WORK INSTRUCTIONS |
Work through the data below and copy out every line where "doorway" is found.

+ + + + +

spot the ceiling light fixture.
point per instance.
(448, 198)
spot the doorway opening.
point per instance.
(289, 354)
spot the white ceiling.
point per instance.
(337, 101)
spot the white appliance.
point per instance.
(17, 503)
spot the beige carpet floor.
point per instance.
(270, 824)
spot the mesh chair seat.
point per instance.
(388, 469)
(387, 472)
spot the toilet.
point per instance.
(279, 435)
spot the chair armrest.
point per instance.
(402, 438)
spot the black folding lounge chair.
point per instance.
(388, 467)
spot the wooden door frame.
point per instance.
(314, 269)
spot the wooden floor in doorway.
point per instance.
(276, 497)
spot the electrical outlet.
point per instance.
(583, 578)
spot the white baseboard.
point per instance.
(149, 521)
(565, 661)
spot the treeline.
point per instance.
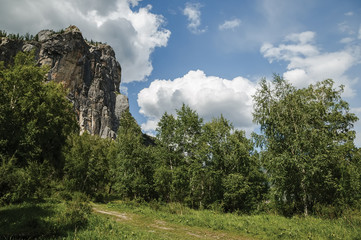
(305, 161)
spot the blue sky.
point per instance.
(210, 54)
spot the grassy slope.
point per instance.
(256, 226)
(119, 220)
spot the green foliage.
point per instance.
(197, 163)
(26, 37)
(87, 165)
(308, 141)
(132, 164)
(235, 226)
(49, 219)
(35, 117)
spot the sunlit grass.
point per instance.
(54, 219)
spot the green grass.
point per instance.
(263, 226)
(54, 219)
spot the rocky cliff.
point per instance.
(89, 71)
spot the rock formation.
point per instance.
(89, 71)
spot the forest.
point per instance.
(302, 161)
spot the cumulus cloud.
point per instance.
(308, 64)
(210, 96)
(193, 13)
(134, 32)
(231, 24)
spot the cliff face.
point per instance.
(89, 71)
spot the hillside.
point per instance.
(88, 70)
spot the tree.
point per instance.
(132, 164)
(35, 121)
(233, 173)
(308, 142)
(178, 139)
(35, 117)
(87, 164)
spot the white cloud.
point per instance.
(210, 96)
(133, 34)
(231, 24)
(193, 13)
(307, 64)
(346, 40)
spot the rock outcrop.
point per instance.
(89, 71)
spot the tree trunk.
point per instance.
(304, 198)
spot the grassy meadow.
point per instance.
(54, 219)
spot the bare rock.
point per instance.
(90, 72)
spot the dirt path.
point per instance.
(169, 230)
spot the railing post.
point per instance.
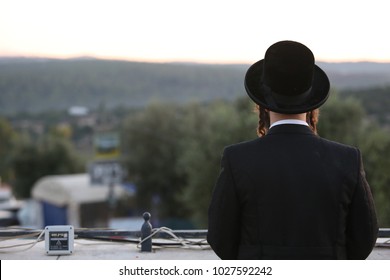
(146, 230)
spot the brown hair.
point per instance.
(264, 120)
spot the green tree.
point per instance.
(208, 130)
(150, 146)
(345, 120)
(8, 137)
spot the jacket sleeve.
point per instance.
(223, 214)
(362, 227)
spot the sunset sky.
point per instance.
(219, 31)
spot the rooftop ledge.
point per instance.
(90, 244)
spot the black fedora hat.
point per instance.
(287, 80)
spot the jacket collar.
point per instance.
(290, 129)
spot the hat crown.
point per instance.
(288, 68)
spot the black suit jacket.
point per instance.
(292, 195)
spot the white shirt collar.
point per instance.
(289, 121)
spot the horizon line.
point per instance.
(178, 61)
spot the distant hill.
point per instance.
(37, 85)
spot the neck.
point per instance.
(274, 117)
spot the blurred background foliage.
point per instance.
(171, 150)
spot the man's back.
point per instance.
(296, 191)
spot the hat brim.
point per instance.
(317, 96)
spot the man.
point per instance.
(291, 194)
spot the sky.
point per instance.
(205, 31)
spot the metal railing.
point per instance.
(144, 236)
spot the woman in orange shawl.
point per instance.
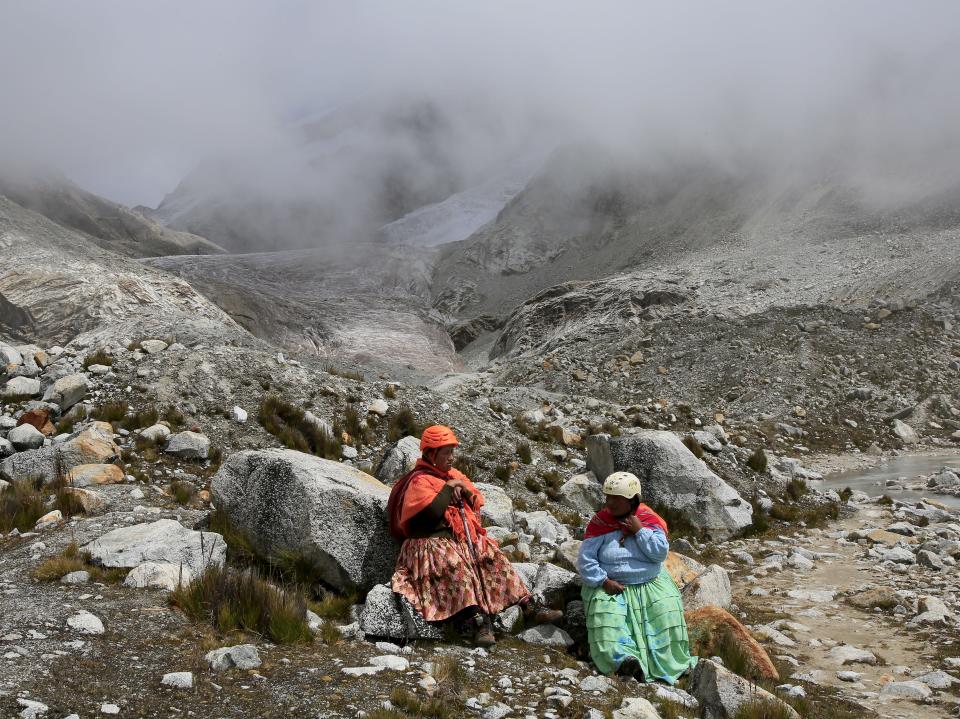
(448, 568)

+ + + + +

ANSWER SECTION |
spot the doorway opening.
spot the wooden floor in doorway.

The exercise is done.